Location identification entries
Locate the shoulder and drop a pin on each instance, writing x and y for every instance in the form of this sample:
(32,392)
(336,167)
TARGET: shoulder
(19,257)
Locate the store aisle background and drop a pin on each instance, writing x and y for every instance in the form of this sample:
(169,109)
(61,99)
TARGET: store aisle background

### WHAT THIS TASK INVOLVES
Please swap each "drop a pin" in the lines above for "place a marker" and leave everything else unchanged.

### WRITTEN ANSWER
Locate the shoulder and place a marker on each instance, writing x and y for every instance in the form of this sample:
(32,392)
(336,167)
TARGET: shoulder
(19,257)
Locate the store aisle background and place a marker on each instance, writing x and y for every instance in the form of this sample:
(169,109)
(61,99)
TARGET: store aisle background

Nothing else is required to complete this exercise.